_PASSAGE_
This went on for twenty minutes. Loryn won.

“Just call me if you hear anything else,” Loryn said before they hung up.

“I'm gonna run to town,” her mother replied. “I'll call you back.”

Ashley stepped outside the house and felt sunshine on her face as she walked to the car. In Wetumpka, the weather was beautiful, but about a hundred miles northwest, in Tuscaloosa, the muggy air seemed ominous. The wind felt shifty, as if it couldn't decide which way to blow. Loryn hoped her Spanish exam would get canceled, because she did not want to leave the house in this weather.

On the bright side, Will Stevens would be coming over soon.

Danielle's good friend from high school, Will was tall and athletic, with a strong jaw and dark brown hair that hung just above his hazel eyes. A small-town boy raised on a farm next door to his grandparents, he was quiet at first meeting, but when he finally opened his mouth, he usually made people laugh. At twenty-two years old, a senior in college, he was not embarrassed to admit that he called his mama every day at 1:15 p.m., right after she got off work.

_SUPPLIED RECORDS_
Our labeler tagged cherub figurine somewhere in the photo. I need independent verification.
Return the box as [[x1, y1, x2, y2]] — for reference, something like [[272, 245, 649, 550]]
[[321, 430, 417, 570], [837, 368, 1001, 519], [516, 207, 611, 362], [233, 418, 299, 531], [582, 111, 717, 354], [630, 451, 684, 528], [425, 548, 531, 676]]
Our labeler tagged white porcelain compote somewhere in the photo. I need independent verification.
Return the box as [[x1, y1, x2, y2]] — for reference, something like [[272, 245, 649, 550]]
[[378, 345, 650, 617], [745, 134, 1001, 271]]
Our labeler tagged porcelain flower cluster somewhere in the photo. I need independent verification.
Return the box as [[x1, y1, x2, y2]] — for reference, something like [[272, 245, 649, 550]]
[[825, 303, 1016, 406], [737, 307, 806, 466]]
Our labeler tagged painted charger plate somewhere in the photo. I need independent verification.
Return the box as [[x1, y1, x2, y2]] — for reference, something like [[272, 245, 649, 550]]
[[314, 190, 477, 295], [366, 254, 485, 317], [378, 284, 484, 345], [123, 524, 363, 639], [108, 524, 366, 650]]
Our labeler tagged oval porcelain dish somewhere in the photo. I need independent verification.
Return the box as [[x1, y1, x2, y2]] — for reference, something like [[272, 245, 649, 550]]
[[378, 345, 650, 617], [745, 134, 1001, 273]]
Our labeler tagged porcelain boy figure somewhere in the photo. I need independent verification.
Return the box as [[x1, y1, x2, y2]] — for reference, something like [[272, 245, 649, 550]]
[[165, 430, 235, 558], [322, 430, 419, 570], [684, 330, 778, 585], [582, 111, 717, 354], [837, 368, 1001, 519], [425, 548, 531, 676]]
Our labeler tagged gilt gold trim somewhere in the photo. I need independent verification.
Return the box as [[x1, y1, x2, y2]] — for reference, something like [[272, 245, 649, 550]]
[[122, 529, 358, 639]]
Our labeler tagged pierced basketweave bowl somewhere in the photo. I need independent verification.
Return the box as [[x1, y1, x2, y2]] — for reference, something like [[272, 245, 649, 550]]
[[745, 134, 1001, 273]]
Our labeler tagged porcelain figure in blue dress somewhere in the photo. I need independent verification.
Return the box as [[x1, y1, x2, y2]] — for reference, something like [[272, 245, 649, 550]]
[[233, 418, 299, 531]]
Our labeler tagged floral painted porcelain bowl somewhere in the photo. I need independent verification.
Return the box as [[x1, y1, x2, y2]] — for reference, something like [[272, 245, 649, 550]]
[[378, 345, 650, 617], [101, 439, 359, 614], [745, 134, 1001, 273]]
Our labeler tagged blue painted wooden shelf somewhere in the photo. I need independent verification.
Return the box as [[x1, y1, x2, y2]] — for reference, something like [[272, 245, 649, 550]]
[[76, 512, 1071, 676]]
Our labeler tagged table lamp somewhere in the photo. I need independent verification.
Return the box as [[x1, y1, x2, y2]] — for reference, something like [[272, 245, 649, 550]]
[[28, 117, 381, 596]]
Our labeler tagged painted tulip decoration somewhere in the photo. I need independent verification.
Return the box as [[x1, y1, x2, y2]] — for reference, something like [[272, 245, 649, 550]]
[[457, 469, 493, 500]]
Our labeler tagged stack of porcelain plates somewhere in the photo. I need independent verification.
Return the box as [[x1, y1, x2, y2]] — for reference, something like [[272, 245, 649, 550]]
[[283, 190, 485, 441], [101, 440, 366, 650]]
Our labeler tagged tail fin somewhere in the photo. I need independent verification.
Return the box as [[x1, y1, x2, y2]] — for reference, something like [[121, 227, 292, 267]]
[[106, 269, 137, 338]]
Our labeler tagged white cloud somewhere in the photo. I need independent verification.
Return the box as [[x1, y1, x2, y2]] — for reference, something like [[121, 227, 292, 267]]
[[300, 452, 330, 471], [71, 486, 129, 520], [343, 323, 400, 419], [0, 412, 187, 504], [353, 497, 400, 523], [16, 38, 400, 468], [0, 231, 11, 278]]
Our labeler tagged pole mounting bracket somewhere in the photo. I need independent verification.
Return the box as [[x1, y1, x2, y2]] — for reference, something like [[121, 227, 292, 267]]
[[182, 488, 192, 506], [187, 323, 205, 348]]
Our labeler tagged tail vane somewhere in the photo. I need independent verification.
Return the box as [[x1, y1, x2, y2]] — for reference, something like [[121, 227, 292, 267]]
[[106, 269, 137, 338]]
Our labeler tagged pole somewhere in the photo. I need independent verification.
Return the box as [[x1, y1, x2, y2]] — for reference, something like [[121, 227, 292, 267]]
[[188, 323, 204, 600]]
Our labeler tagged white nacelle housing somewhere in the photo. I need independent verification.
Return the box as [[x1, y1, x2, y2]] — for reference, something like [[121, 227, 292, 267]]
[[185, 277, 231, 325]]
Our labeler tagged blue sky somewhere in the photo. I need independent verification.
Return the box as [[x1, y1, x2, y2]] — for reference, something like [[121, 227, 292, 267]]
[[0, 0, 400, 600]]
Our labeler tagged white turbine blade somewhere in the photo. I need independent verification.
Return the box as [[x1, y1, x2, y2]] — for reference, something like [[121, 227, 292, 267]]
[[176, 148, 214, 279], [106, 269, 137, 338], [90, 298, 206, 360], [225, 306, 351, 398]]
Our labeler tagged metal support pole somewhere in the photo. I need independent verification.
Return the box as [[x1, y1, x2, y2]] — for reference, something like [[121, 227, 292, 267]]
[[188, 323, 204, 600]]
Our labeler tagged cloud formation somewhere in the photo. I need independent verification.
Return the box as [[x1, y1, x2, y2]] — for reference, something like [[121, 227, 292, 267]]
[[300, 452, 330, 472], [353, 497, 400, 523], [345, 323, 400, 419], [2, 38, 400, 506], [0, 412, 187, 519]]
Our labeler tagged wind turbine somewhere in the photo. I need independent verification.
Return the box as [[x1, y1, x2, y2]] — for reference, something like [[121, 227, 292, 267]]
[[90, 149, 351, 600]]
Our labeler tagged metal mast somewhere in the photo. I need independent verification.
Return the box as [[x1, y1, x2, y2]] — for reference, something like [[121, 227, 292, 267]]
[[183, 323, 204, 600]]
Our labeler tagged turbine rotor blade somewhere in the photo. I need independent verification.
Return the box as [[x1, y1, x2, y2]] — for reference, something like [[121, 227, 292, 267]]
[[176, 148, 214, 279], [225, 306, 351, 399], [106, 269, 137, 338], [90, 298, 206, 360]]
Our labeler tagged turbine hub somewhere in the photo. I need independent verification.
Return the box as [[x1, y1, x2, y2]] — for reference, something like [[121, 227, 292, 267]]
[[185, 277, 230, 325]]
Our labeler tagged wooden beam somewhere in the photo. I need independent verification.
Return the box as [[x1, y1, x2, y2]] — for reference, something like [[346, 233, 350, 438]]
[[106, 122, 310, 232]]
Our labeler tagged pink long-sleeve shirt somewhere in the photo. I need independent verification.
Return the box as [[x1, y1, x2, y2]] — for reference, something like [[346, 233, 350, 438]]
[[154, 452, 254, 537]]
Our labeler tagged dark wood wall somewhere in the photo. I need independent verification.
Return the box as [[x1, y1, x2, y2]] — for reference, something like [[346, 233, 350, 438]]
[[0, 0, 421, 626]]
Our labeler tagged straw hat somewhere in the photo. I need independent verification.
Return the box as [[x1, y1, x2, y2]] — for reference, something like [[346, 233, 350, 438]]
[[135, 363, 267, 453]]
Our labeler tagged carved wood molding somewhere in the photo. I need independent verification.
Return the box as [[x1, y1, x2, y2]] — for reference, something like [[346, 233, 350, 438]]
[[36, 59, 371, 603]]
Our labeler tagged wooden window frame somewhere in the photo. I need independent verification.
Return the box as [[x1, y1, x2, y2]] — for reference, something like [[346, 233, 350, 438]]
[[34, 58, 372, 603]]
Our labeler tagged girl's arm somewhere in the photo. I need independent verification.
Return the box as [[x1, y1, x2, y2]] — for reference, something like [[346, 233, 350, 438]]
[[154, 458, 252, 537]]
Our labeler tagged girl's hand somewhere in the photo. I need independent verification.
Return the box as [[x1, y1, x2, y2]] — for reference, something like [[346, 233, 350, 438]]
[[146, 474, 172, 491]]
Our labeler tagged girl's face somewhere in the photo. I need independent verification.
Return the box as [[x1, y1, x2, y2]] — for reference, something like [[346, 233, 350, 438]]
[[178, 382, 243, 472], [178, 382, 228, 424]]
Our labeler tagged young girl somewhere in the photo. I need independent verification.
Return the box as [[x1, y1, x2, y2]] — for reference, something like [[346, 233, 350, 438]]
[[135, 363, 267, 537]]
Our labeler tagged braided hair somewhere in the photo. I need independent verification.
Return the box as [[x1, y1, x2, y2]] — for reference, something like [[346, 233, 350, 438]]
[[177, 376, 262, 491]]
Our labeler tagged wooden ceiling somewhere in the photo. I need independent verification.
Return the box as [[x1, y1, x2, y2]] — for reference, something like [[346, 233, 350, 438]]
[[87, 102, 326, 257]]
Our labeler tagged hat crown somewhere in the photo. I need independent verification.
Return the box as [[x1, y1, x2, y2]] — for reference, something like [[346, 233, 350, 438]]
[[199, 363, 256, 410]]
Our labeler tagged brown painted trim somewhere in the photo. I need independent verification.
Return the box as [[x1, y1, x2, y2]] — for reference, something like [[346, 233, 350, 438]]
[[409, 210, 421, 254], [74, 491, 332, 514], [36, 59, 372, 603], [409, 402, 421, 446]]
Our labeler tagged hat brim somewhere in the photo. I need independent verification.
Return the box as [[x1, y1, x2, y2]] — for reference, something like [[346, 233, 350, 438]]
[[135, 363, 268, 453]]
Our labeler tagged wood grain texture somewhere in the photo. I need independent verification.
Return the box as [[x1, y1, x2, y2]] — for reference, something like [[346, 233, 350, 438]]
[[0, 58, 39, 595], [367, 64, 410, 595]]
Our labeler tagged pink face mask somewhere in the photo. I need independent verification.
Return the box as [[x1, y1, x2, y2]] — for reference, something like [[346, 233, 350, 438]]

_EXERCISE DESCRIPTION_
Please pick up the passage about Loryn and the weather in Tuscaloosa after its last sentence and continue it.

_TASK RESPONSE_
Will had been a three-sport athlete at Priceville High: quarterback, forward, and pitcher. Six-foot-two and 170 pounds, he didn't
have enough meat on him to play college football, and he looked custom-built for basketball, but it was his pitching arm that won him a full-ride baseball scholarship to Stillman College in Tuscaloosa. At the historically black college, he found himself a minority for the first time in his life, a new but not unpleasant experience that only enlarged his ample circle of friends. Some of the guys there referred to him fondly as Mr. Quiet Optimism.

Will would graduate in ten days with a history degree and move back to Priceville to coach high school baseball. He would move back in, temporarily, with his parents, who managed around five dozen beef cattle on the family farm. On a recent visit home he had told his high school coach, only half joking, “I'm coming home to take your job.” This was not a surprise to anyone, least of all the coach. When Will was a high school freshman, that same coach had asked his team to write on a sheet of paper where they saw themselves in ten years. Will wrote:

Probably teaching and coaching a sport
.
Or being a broadcaster on TV, or hopefully on ESPN.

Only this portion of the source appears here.